WRITTEN INSTRUCTION: Render every line of the entries below as a Markdown table with the columns No. and Text, numbering the rows in order and leaving out any blank lines.

---------------

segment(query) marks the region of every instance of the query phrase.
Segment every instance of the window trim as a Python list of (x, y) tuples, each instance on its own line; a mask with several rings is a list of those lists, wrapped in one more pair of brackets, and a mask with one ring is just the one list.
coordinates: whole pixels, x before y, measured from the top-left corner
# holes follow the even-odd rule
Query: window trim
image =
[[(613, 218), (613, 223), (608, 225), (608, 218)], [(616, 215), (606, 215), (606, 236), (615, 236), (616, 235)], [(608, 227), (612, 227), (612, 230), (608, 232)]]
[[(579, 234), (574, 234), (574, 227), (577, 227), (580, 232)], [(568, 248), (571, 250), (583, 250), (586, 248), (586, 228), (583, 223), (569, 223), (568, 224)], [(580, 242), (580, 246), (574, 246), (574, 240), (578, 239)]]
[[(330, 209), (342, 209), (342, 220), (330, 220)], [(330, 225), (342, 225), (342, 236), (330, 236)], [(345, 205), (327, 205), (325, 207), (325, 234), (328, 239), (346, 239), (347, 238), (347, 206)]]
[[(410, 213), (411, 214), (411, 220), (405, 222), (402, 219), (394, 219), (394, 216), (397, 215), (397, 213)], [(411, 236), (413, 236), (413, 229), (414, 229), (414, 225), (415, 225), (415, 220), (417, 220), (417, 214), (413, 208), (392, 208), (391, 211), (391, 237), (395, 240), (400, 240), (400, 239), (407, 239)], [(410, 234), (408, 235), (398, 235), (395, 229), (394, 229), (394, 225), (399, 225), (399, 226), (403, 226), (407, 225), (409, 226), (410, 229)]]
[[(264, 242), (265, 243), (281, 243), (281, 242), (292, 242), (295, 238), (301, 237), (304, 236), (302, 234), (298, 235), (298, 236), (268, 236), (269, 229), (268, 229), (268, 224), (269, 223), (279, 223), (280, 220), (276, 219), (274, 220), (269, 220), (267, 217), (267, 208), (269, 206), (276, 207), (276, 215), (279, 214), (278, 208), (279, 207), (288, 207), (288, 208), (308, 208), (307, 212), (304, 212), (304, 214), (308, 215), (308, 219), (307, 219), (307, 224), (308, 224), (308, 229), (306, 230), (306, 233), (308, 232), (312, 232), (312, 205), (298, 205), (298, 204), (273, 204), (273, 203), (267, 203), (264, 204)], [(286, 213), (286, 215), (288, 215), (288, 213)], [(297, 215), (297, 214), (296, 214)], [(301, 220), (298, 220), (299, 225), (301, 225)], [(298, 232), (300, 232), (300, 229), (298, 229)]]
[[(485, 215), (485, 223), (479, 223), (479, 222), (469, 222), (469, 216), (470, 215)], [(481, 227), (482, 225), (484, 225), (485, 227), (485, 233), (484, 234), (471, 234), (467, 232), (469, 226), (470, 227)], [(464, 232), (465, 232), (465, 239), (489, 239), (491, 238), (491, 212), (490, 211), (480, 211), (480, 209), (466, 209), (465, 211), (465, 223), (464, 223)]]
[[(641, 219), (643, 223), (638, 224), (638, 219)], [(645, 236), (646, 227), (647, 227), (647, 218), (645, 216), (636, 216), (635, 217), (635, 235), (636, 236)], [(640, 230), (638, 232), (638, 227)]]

---------------

THE RESPONSE:
| No. | Text |
|---|---|
| 1 | segment(query) marks the region of every instance of the query phrase. |
| 2 | Segment every instance of the window trim as a Python list of (x, y) tuples, each instance on its own line; a mask with several rings is a list of those lists, wrapped in one more pair of brackets, and a mask with one ring is just the one list. |
| 3 | coordinates: whole pixels, x before y, measured from the top-left corner |
| 4 | # holes follow the even-odd rule |
| 5 | Query: window trim |
| 6 | image = |
| 7 | [[(613, 218), (613, 223), (608, 225), (608, 218)], [(616, 215), (606, 215), (606, 236), (615, 236), (616, 235)], [(608, 227), (612, 227), (612, 230), (608, 232)]] |
| 8 | [[(579, 234), (574, 234), (574, 227), (577, 227), (580, 232)], [(568, 248), (571, 250), (583, 250), (586, 248), (586, 228), (583, 223), (569, 223), (568, 224)], [(580, 242), (580, 246), (574, 246), (574, 240), (578, 239)]] |
| 9 | [[(330, 209), (342, 209), (342, 220), (330, 220)], [(330, 225), (342, 225), (342, 236), (330, 236)], [(345, 205), (327, 205), (325, 207), (325, 234), (328, 239), (346, 239), (347, 238), (347, 206)]] |
| 10 | [[(410, 213), (411, 214), (411, 220), (405, 222), (402, 219), (394, 219), (394, 216), (397, 215), (397, 213)], [(411, 236), (413, 236), (413, 229), (414, 229), (414, 225), (415, 225), (415, 220), (417, 220), (417, 214), (413, 208), (392, 208), (391, 211), (391, 237), (395, 240), (400, 240), (400, 239), (407, 239)], [(410, 234), (408, 235), (398, 235), (395, 229), (394, 229), (394, 225), (399, 225), (399, 226), (403, 226), (407, 225), (409, 226), (410, 229)]] |
| 11 | [[(264, 242), (265, 243), (281, 243), (281, 242), (292, 242), (295, 238), (301, 237), (304, 236), (302, 234), (298, 235), (298, 236), (268, 236), (269, 229), (268, 229), (268, 224), (269, 223), (279, 223), (280, 220), (276, 219), (274, 220), (269, 220), (267, 217), (267, 208), (269, 206), (276, 207), (276, 215), (279, 214), (278, 208), (279, 207), (288, 207), (288, 208), (308, 208), (307, 212), (304, 212), (304, 214), (308, 215), (308, 219), (307, 219), (307, 224), (308, 224), (308, 229), (306, 230), (306, 233), (308, 232), (312, 232), (312, 205), (298, 205), (298, 204), (273, 204), (273, 203), (267, 203), (264, 204)], [(286, 213), (286, 215), (288, 215), (288, 213)], [(297, 215), (297, 214), (296, 214)], [(301, 220), (298, 220), (299, 225), (301, 225)], [(298, 232), (300, 232), (300, 229), (298, 229)]] |
| 12 | [[(485, 215), (485, 223), (479, 223), (479, 222), (469, 222), (469, 216), (470, 215)], [(481, 227), (482, 225), (484, 225), (485, 227), (485, 233), (484, 234), (471, 234), (467, 232), (469, 226), (470, 227)], [(464, 232), (465, 232), (465, 239), (489, 239), (491, 238), (491, 212), (490, 211), (480, 211), (480, 209), (466, 209), (465, 211), (465, 223), (464, 223)]] |
| 13 | [[(641, 219), (643, 223), (638, 224), (638, 219)], [(645, 236), (646, 227), (647, 227), (647, 218), (645, 216), (636, 216), (635, 217), (635, 235), (636, 236)], [(640, 230), (638, 232), (638, 227)]] |